## Written problem
Only the lines from the one containing "Each instance receives one keypoint. Mark the rippled" through the end of the entries should be repeated, exactly as they appear, first and last included.

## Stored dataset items
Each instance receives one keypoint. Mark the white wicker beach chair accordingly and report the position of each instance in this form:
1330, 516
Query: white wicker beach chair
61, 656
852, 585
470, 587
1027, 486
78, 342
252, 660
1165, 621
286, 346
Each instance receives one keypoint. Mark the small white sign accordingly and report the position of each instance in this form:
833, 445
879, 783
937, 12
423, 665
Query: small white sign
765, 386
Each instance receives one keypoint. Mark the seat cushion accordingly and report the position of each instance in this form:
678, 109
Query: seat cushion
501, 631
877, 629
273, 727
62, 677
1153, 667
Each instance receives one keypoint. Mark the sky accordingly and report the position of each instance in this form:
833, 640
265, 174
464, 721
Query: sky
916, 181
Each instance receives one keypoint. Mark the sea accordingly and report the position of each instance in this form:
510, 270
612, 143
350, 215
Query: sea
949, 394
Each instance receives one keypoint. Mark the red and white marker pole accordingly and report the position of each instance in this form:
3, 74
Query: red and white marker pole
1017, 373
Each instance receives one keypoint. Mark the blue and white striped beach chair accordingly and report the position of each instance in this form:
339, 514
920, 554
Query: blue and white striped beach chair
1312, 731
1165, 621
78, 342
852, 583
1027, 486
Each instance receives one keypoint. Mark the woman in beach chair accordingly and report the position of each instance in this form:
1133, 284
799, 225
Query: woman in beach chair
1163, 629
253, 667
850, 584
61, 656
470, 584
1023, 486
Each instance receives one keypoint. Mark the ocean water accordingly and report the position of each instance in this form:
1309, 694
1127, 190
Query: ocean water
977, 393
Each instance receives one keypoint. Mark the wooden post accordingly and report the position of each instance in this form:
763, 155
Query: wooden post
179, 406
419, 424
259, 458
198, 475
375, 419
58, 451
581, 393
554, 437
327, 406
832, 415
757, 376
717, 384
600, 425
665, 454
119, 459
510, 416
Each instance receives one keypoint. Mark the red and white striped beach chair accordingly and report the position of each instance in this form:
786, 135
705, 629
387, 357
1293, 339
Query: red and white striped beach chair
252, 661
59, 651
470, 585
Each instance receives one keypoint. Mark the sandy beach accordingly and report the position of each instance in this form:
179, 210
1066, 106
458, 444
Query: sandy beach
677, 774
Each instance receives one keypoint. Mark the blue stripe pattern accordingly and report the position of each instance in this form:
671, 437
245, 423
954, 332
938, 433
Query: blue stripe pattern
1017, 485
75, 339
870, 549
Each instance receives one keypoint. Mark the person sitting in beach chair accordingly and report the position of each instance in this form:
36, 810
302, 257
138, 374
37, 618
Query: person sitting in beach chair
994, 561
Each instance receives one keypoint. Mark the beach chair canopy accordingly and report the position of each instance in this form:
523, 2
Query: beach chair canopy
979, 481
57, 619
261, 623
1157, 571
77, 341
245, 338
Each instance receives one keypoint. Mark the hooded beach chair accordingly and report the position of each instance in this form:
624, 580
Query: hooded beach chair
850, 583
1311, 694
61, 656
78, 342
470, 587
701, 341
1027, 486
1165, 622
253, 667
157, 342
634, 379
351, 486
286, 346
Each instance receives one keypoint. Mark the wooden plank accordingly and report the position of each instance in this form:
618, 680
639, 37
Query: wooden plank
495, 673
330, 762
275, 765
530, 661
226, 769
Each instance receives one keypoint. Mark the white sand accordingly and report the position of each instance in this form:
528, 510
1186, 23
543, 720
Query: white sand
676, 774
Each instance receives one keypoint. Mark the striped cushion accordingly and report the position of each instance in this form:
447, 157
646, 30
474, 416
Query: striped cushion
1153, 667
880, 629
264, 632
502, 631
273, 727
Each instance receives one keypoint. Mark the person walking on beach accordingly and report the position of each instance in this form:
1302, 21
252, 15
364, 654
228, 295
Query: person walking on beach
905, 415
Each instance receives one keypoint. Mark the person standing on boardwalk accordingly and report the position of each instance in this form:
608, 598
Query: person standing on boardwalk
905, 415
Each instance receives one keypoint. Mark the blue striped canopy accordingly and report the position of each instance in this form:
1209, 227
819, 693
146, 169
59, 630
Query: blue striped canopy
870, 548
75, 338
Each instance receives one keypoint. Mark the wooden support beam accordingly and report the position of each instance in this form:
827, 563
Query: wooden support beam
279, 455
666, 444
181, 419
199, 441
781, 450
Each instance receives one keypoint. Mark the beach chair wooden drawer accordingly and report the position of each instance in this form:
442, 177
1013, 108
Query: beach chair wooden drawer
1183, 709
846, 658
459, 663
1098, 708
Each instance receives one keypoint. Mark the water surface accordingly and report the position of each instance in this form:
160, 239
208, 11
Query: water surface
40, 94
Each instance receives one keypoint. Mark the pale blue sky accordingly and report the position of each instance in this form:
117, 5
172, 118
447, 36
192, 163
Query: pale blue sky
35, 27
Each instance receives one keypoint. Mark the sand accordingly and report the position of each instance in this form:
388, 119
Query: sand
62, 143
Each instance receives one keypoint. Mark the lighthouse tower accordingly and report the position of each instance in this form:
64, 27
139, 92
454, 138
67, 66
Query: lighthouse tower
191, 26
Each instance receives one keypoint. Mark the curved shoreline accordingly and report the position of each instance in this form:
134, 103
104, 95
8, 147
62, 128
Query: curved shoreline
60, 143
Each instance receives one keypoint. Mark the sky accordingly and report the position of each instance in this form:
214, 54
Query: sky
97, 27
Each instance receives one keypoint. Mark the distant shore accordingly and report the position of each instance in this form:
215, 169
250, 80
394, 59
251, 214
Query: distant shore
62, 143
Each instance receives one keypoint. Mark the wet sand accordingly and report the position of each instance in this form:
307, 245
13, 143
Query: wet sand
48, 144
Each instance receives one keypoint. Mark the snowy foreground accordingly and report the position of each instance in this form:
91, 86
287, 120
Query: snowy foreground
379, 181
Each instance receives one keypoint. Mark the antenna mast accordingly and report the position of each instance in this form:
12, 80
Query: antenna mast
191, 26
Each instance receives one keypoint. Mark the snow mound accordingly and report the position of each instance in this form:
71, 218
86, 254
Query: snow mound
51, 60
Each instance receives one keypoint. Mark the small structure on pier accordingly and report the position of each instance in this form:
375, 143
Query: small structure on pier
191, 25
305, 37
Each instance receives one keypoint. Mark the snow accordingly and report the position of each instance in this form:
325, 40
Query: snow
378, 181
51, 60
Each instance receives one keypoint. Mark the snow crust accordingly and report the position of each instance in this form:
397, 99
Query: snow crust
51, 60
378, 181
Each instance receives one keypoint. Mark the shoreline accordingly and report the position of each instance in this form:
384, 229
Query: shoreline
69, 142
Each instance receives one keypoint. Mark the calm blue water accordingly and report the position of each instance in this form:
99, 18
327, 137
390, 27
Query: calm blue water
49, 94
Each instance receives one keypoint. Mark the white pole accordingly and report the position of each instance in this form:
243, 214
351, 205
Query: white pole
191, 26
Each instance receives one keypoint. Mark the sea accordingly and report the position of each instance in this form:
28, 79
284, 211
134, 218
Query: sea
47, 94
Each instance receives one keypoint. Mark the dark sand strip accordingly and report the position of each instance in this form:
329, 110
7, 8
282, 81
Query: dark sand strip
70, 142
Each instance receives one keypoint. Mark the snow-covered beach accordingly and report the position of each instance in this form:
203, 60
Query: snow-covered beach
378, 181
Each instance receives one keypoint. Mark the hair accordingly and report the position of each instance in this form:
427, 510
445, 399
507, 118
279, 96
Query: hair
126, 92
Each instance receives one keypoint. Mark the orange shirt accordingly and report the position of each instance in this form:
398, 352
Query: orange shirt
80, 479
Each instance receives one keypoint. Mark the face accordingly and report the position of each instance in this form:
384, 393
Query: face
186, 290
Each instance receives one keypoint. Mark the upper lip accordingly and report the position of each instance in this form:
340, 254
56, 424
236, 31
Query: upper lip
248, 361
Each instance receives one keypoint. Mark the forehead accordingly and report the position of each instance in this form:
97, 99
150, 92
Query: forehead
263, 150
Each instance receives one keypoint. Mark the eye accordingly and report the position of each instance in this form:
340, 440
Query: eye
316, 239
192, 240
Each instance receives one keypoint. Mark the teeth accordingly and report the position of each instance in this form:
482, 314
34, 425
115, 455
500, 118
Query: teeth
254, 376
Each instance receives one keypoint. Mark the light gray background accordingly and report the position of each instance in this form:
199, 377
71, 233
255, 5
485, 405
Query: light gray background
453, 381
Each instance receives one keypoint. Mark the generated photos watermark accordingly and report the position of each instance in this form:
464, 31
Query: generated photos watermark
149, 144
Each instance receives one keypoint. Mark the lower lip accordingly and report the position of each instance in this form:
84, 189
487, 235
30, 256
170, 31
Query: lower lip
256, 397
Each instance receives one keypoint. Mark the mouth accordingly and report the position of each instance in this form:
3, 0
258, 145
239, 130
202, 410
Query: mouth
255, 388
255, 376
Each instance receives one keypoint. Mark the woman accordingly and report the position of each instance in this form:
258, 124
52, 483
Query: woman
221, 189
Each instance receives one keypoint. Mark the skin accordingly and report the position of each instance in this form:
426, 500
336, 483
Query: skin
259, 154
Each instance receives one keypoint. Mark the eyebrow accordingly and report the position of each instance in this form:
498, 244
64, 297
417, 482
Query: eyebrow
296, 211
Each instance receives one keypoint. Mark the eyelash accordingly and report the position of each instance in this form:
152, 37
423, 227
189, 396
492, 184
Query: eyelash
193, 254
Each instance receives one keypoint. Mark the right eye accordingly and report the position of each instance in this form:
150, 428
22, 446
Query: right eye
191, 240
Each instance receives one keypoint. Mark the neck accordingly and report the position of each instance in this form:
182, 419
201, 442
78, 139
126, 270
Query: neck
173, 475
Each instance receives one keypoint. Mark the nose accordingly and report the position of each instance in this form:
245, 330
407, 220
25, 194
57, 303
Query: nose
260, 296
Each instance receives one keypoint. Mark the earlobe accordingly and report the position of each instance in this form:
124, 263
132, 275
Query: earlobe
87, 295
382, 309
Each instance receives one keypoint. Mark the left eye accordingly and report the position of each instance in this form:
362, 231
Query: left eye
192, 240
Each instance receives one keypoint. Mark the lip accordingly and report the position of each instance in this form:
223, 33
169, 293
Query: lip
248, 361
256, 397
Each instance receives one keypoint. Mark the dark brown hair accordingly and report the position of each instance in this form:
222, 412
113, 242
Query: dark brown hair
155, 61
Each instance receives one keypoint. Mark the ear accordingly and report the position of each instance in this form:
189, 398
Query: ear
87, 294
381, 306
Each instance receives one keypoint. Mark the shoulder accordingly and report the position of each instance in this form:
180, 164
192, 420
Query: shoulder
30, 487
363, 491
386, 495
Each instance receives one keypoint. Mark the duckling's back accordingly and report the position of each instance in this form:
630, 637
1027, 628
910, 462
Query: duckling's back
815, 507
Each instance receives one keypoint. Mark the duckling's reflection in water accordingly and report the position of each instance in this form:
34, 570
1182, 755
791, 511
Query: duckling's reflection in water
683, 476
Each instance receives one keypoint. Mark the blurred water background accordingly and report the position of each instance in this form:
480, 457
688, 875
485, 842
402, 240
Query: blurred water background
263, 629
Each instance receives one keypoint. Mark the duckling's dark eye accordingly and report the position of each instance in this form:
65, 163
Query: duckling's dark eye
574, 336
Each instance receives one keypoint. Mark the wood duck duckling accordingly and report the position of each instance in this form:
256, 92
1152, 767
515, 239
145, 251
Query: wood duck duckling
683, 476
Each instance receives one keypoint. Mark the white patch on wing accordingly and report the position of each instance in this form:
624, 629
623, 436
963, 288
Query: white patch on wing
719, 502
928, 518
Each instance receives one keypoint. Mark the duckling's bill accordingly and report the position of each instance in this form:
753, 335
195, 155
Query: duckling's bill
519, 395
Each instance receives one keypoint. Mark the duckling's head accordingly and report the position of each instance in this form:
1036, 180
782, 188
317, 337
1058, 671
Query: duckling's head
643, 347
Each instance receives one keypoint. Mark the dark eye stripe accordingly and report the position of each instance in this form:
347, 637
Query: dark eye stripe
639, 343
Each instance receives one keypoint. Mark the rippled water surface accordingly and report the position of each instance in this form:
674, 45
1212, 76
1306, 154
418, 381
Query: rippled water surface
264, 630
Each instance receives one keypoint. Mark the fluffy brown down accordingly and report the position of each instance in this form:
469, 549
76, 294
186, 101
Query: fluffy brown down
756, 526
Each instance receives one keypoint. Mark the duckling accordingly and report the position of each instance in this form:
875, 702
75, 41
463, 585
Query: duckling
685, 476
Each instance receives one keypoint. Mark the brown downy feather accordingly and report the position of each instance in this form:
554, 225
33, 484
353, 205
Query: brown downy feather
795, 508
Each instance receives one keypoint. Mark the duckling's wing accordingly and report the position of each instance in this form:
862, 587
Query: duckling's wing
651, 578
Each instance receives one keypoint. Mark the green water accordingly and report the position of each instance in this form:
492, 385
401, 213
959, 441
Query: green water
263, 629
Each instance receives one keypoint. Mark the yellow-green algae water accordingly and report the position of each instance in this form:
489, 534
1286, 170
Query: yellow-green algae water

## Result of the task
Each instance receives one keypoint. Mark the rippled water surface accordingly and report the position of each instance in this form:
674, 45
1212, 76
1306, 154
418, 381
Query: rippled water surface
264, 630
Each instance receives one keypoint. Mark the fluffy brown down accordingly and report the position of each instance in this form:
469, 549
76, 294
186, 101
Query: fluffy brown down
756, 526
Each instance receives one keypoint. Mark the duckling accordingly and report the position of each instance in this form:
875, 702
75, 41
463, 585
Query: duckling
685, 476
Each instance receives one keypoint. Mark the brown downy feather accordingly and report the position of each instance in this form:
554, 225
33, 484
353, 205
Query: brown downy feather
795, 508
Each instance receives one keypoint. Mark the duckling's wing accordingly and report the position of each instance in this form:
862, 587
Query: duckling's wing
651, 578
Each instance receives one keypoint. Mark the green water accordingly and report the position of each instance in this form:
492, 385
401, 213
959, 441
Query: green water
263, 629
Each instance receives one keypoint. Mark the yellow-green algae water accordingly and report the position of each instance in this form:
489, 534
1286, 170
Query: yellow-green algae water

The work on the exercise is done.